Reading text:
======

The Development of digital and Internet technology brings new characters to data management. The data people face today is always versatile, unstructured and heterogeneous, so the schema-dependence makes conventional data management technologies fail to fit these characters nicely. As a new concept of data management, dataspace focuses on modeling the new characteristics of data. On the other hand, explosion of personal information made the management of personal data an urgent task. Besides large quantity, high heterogeneity is another characteristic of personal data, and this characteristic makes it natural to combine the research of dataspace and personal data management and reach to the topic of Personal Dataspace Management, which is the spirit of the OrientSpace prototype system --- A Personal Dataspace Management System.
OrientSpace is built to help users to better manage personal data of large quantity and high heterogeneity. In our system, we try to discover and utilize association information as much as possible because we believe associations are valuable and important to users.. Particularly, we try to attack several research problems:
- flexible query ability over unstructured personal data.
- efficient management of heterogeneous personal data.
- enable lightweight pay-as-you-go personal data integration.
To understand why you want to try OrientSpace, consider how to solve the following problems with existing tools:
- You try to find a certain document, but you can't remember its name or exact text content, but only remember something related to it such as other files or e-mails.
- You acquired new information about a contact person (such as the history of its working place), and you try to fit the new attributes into the attributes available in "contact function" of the Outlook. But you will fail because the available attributes of the Outlook cannot be changed.
- You get a lot of work going on every day, and you hope to find the most important files for current work as quickly as possible. However, all you can do is to check the ¡°Recent Used Files¡±, but some of your desired files are not among the "Recent Used Files".
- You have so many tasks going on simultaneously. And files related to one task may span several directories so it always takes you a lot of time to locate desired files for a certain task.
OrientSpace is built to tackle problems in Personal Information Management including but not limited to those stated above.
Search your data by content-based associations
Most PIM applications allow users to issue keyword search to in order to find their desired files, but there're occasions when users don't remember the exact content of the file or don't know what keyword to input.

======

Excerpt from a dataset
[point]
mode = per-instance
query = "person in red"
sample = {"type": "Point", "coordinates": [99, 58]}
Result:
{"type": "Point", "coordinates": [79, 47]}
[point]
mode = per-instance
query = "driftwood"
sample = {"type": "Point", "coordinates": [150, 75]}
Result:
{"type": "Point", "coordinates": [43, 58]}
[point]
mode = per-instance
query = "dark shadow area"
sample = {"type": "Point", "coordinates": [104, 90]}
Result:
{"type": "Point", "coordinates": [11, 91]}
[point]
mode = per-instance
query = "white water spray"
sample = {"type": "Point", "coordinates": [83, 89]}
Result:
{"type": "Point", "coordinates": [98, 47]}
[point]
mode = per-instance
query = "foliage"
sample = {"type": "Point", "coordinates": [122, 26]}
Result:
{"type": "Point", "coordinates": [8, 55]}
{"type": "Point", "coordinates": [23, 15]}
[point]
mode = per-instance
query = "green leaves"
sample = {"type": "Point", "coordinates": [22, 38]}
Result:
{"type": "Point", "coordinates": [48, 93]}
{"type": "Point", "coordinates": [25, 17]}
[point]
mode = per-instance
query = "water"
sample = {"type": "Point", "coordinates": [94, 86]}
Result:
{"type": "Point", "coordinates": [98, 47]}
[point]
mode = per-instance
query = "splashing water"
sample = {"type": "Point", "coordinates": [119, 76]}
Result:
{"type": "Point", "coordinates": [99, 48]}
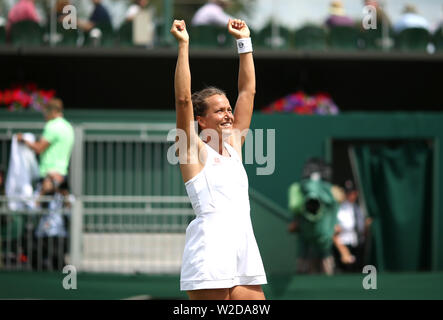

======

Task requirements:
1/ Could you return, word for word, the part of the OrientSpace text starting with "OrientSpace is built to help" and going on through "heterogeneous personal data."?
2/ Can you resume the OrientSpace text right after its final sentence?

Set of answers:
1/
OrientSpace is built to help users to better manage personal data of large quantity and high heterogeneity. In our system, we try to discover and utilize association information as much as possible because we believe associations are valuable and important to users.. Particularly, we try to attack several research problems:
- flexible query ability over unstructured personal data.
- efficient management of heterogeneous personal data.

2/
If you unfortunately run into these situations, OrientSpace can help you with content-based associations among files. You can first using keyword search to search for some files that you think are related to the desired file, and then leveraging the content-based associations to browse files that are related to the search results. And in the related files you may find your desired file, and if not, you can repeat this process until succeed. [Example]
Manage evolving data in flexible schema
One of the challenges of PIM nowadays is that the schemas of data are sometimes evolving over time. For instance, you may keep get new information about a person, but the attributes of contact in outlook never change, so you have to find other ways.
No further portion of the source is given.